In the entries that run from the line containing "Please inspect the screenshot above and identify the asphalt" through the line containing "[843,596,887,623]", change "townhouse row" to "row of townhouses" and give those lines again with nothing else altered.
--- start Data supplied ---
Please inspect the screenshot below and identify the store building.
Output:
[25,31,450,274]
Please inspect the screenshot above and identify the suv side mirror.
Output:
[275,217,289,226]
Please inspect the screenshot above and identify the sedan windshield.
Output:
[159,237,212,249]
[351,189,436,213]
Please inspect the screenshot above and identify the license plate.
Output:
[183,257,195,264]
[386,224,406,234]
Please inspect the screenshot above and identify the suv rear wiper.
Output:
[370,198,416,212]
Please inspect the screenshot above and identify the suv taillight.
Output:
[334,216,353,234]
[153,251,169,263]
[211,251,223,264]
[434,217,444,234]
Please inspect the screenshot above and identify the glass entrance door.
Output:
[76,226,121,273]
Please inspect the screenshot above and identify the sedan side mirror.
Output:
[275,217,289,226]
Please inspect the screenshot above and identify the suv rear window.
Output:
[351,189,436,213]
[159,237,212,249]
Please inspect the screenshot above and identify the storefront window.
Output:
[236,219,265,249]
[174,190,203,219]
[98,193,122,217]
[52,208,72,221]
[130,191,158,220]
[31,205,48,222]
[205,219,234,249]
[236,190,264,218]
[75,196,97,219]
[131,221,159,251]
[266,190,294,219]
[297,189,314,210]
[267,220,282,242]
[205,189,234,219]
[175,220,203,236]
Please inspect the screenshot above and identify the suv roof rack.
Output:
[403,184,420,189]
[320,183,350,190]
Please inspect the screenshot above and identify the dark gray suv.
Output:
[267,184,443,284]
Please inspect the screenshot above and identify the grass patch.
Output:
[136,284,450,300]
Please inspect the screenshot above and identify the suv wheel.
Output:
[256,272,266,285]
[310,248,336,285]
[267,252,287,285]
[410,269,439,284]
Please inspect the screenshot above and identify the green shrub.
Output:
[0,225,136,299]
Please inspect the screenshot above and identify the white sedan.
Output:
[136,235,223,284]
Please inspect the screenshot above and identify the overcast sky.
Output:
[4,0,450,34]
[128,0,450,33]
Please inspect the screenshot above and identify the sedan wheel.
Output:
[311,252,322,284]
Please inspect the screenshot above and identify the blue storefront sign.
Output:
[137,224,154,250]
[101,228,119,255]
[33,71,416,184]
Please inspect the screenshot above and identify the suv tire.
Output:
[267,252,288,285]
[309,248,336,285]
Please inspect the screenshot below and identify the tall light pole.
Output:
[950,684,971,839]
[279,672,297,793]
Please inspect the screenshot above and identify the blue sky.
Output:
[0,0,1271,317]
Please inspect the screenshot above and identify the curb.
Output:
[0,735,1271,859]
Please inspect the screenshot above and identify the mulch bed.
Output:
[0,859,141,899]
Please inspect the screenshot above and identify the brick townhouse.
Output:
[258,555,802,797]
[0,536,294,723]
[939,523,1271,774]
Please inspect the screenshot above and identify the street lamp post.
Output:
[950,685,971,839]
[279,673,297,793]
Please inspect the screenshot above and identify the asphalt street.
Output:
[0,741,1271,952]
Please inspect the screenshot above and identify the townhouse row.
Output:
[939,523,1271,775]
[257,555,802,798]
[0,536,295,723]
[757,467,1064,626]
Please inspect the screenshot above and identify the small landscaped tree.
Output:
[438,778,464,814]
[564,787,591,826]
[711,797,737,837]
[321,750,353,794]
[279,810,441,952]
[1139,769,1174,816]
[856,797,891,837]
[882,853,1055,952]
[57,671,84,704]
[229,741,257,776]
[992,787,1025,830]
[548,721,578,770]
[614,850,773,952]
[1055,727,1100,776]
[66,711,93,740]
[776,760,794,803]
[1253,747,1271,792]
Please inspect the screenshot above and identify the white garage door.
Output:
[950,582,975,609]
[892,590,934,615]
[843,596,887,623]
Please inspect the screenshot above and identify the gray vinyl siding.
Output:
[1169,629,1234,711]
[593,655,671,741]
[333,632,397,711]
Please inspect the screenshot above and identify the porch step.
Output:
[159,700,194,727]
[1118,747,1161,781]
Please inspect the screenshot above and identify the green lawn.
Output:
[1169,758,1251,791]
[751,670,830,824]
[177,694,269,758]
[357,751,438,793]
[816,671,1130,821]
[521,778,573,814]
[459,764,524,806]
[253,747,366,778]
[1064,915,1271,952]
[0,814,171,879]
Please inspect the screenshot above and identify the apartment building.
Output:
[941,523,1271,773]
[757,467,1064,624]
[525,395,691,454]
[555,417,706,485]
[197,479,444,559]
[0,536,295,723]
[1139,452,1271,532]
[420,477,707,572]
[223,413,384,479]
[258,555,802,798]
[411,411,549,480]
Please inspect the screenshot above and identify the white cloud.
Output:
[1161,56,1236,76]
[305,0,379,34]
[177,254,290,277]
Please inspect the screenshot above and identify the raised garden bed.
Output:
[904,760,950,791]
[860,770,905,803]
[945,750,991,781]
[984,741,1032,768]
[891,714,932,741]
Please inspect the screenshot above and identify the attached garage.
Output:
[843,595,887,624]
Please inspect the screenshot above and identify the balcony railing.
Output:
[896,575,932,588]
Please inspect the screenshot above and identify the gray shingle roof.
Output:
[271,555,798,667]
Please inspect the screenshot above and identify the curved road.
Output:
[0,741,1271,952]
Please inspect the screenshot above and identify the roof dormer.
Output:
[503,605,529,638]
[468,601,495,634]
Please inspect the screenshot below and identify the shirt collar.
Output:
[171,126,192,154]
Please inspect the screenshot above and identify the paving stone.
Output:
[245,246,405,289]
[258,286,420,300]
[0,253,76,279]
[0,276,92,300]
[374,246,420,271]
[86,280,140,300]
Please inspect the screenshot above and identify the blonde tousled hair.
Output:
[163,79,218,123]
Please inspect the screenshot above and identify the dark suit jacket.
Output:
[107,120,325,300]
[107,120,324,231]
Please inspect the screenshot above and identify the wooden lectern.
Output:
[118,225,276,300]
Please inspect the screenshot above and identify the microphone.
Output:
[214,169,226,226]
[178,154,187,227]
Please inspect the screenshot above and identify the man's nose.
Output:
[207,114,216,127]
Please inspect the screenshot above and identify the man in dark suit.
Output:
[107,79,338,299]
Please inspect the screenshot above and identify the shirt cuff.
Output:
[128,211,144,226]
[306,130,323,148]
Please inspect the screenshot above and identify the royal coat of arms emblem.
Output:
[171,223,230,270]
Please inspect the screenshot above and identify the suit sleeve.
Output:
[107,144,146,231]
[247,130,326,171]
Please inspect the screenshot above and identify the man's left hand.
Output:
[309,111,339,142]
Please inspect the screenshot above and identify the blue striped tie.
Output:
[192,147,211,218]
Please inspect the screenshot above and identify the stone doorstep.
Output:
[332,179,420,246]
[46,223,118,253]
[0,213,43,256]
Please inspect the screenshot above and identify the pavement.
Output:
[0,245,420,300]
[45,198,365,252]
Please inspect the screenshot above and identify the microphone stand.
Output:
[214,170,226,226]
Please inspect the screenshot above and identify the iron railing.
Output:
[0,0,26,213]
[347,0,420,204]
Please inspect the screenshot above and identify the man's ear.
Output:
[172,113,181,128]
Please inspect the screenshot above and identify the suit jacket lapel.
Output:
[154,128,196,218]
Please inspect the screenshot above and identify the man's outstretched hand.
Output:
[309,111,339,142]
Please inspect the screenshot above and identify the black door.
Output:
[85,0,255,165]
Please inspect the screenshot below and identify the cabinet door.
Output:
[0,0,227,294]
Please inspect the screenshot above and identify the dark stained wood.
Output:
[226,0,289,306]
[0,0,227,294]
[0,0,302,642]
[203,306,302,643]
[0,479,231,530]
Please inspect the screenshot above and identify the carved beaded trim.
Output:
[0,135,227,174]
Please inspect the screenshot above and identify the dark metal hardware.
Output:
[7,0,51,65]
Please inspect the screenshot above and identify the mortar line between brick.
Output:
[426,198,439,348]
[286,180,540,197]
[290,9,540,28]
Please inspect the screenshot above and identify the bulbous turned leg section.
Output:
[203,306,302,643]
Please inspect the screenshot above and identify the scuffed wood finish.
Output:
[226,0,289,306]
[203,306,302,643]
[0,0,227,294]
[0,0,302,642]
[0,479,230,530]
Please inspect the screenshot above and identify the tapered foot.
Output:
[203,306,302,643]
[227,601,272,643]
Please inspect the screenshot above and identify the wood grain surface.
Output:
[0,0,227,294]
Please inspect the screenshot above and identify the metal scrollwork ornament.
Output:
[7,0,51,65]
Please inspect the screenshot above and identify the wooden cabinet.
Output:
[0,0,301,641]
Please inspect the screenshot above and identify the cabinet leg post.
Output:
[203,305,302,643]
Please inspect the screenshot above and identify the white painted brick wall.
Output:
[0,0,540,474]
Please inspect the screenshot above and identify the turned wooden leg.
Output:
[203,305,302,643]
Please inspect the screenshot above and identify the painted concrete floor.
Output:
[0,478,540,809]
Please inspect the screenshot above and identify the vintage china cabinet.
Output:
--- end Data supplied ---
■ **Worked solution**:
Please inspect the screenshot above and identify the asphalt street.
Output:
[0,741,1271,952]
Please inspect the screenshot above and identify the row of townhouses.
Output:
[939,523,1271,775]
[257,555,802,798]
[0,536,295,723]
[757,467,1064,626]
Please inspect the screenshot above and identify the small landscaped tree.
Output:
[438,778,464,814]
[564,787,591,826]
[711,797,737,837]
[321,750,353,794]
[279,810,441,952]
[1139,769,1174,816]
[856,797,891,837]
[882,853,1055,952]
[57,671,84,704]
[229,741,257,776]
[992,787,1025,830]
[548,721,578,770]
[614,850,773,952]
[1055,727,1100,776]
[66,711,93,740]
[776,760,794,803]
[1253,747,1271,792]
Please inspect the screenshot above and identify the white garage door.
Output:
[950,582,975,609]
[892,590,934,615]
[843,596,887,623]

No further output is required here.